LegitPhishSet Dataset – A Phishing and Legitimate Dataset for Rapid Benchmarking
The legitPhishSet Dataset contains a total of 30,000 samples of webpages, namely, 15,000 legitimate samples and 15,000 phishing samples. All webpage elements (i.e., images, URLs, HTML, screenshot and WHOIS information) are organized according to different folder for each sample. Anti-phishing research is one of the active research fields in information security. Most of the researches are using their own dataset for the experiment. This makes the benchmarking become challenging and inefficient. The main objective of this project is to propose and construct a standard offline dataset that is universal and suitable for a wide range of anti-phishing researches. The dataset encompasses samples of phishing and legitimate webpages with a distribution of 50 percent each type. In order to make the dataset as comprehensive as possible, the project has considered major anti-phishing researches from the literature and performed a thorough investigation. The works include identifying the raw elements needed, source of the sample, size and influencing factor on the dataset that form the basis criteria for the dataset construction. The final outcome of this project is a readily downloadable dataset that has 30,000 samples of phishing and legitimate webpages. The samples in the dataset consist of all the required elements that have been used in different researches from the literature. The dataset will be useful and suitable for a wide range of anti-phishing researches in conducting the benchmarking as well as beneficial for a research to conduct a rapid proof of concept experiment.
Detail of the dataset:Size: 64GB Folder Structure: 2 folders (1st folder with 150 zip files and 2nd 15 zip files)
Contains 2 large zip file: (1) Legitimate.zip (56GB) and (2) Phishing.zip(7.3GB)

Annotated coordinate records |
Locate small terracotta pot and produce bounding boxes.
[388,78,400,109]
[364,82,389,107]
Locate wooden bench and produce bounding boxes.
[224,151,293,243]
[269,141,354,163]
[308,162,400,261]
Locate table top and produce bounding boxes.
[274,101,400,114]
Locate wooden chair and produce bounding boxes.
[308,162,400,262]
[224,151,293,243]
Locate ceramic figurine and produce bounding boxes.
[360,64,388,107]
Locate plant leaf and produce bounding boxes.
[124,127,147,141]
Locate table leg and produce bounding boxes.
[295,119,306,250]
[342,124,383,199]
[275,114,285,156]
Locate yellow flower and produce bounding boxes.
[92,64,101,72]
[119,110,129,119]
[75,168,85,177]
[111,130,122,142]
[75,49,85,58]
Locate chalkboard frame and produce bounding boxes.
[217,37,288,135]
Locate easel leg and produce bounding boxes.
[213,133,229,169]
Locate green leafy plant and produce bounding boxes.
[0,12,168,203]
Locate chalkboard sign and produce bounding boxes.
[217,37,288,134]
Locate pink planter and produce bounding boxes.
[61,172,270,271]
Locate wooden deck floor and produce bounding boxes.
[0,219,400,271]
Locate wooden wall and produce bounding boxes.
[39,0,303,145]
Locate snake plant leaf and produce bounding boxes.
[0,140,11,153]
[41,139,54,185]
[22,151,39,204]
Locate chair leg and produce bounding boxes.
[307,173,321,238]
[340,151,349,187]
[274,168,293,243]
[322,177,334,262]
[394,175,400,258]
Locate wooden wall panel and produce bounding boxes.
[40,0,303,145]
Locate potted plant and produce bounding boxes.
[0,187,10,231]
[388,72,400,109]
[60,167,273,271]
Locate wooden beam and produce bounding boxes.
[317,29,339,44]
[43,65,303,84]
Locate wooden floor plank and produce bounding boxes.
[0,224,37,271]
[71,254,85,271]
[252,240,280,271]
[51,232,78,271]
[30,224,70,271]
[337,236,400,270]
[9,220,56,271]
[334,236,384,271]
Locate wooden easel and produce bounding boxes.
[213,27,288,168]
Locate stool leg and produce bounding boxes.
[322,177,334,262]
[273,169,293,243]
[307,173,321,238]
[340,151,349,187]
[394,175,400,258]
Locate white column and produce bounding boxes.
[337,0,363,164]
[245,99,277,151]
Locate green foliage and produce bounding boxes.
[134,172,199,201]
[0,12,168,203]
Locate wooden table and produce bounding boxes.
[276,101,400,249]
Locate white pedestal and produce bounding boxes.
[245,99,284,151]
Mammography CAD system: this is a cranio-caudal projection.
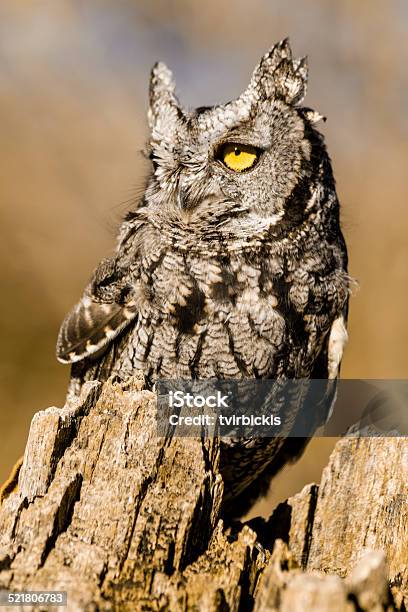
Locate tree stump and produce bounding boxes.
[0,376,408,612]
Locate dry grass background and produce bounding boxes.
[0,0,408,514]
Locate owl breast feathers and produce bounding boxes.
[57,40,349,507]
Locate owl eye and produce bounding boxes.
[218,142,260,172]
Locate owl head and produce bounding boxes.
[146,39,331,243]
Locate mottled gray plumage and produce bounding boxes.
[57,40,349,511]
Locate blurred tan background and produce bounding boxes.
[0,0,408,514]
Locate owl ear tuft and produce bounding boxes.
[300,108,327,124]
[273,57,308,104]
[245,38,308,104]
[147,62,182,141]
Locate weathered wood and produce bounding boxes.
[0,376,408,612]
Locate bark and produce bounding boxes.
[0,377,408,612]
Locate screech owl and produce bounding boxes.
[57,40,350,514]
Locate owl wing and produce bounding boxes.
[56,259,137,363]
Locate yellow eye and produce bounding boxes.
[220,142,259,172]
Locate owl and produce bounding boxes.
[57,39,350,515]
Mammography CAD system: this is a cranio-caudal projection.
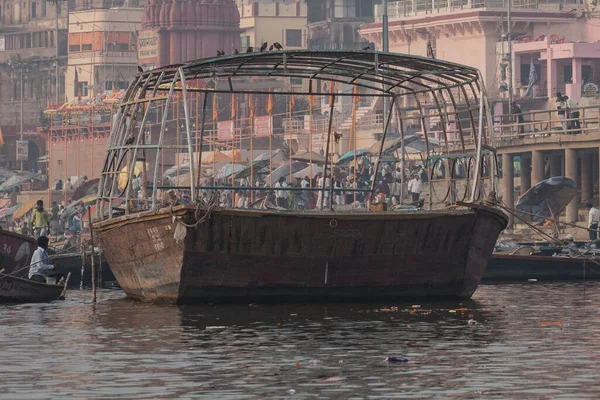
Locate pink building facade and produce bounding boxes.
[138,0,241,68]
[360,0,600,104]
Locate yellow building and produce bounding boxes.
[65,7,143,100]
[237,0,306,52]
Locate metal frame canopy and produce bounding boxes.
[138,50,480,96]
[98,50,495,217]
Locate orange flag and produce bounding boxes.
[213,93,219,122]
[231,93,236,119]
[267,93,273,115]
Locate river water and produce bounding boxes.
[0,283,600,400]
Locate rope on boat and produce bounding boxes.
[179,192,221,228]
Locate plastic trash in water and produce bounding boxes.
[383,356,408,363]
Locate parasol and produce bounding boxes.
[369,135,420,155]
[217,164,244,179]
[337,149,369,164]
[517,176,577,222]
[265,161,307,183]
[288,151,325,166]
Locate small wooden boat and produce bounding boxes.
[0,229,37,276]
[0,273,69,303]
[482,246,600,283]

* * *

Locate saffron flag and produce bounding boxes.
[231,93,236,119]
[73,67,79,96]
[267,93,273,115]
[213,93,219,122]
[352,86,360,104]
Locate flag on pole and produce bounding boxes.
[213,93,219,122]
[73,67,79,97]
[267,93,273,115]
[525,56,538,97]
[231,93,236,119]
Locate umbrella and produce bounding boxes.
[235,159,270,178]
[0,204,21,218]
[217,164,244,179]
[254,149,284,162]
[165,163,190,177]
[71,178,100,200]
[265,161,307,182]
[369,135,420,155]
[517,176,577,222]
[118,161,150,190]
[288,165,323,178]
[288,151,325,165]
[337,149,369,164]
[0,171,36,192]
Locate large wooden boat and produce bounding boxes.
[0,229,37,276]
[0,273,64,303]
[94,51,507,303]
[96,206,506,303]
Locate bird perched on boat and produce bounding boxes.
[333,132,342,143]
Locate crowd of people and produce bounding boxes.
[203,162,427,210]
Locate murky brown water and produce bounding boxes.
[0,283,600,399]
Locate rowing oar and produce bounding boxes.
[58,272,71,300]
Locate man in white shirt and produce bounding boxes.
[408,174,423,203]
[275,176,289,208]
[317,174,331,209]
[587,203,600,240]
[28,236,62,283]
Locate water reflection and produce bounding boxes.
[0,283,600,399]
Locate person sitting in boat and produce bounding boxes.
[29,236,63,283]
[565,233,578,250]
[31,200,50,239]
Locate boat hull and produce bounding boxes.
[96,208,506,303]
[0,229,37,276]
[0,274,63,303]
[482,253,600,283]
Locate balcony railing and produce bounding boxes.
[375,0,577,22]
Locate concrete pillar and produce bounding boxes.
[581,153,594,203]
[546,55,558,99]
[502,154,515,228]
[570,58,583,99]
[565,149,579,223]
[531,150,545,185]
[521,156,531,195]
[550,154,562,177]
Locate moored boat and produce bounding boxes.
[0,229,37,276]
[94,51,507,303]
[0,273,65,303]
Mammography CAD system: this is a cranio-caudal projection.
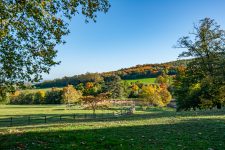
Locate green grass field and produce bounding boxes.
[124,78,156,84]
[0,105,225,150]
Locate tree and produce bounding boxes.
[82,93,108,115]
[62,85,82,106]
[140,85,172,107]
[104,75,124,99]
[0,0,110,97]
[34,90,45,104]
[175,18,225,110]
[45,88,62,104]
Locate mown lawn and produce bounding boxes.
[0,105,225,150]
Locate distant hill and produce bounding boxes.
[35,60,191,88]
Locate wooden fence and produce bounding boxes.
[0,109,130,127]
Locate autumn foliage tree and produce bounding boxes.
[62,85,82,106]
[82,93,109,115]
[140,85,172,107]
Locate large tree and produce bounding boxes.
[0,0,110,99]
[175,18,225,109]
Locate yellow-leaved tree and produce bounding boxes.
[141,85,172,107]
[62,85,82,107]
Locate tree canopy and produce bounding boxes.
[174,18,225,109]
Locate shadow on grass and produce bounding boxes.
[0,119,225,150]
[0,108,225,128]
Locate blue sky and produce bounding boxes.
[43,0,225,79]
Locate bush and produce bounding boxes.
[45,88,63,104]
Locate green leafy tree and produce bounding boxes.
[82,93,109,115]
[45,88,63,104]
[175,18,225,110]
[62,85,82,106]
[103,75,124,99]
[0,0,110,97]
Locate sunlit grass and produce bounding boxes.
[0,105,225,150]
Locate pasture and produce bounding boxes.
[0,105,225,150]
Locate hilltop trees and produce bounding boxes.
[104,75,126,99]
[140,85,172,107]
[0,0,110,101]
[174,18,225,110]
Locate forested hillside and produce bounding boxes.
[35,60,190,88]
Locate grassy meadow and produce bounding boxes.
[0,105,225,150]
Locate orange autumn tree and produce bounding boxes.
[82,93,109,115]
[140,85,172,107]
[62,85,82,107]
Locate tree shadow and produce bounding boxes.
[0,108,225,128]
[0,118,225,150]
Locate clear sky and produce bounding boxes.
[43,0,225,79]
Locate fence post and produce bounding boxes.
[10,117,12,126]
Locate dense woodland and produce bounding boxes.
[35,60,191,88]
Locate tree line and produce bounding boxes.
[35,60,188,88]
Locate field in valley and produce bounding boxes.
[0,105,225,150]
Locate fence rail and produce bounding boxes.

Written tasks |
1: According to the dataset description, why does the project set out to build a standard offline dataset for anti-phishing research? Answer in one to three sentences.
2: Rewrite the entries as a numbered list, starting at the line containing "Locate small terracotta" and ending at the line containing "[275,114,285,156]", leaving out any blank lines.
The dataset description and the entries have no connection to each other.

Outputs |
1: Most anti-phishing studies use their own datasets for experiments, which makes benchmarking challenging and inefficient. A standard, universal offline dataset is meant to suit a wide range of anti-phishing research and support benchmarking and rapid proof-of-concept experiments.

2:
1. Locate small terracotta pot and produce bounding boxes.
2. [388,78,400,109]
3. [364,82,389,107]
4. Locate wooden bench and produce bounding boxes.
5. [224,151,293,243]
6. [269,141,354,163]
7. [308,162,400,261]
8. Locate table top and produce bounding boxes.
9. [274,101,400,114]
10. Locate wooden chair and produce bounding boxes.
11. [308,162,400,262]
12. [224,151,293,243]
13. Locate ceramic figurine and produce bounding boxes.
14. [360,64,388,107]
15. Locate plant leaf and produce bounding boxes.
16. [124,127,147,141]
17. Locate table leg and produce bounding boxes.
18. [295,119,306,250]
19. [342,124,383,199]
20. [275,114,285,156]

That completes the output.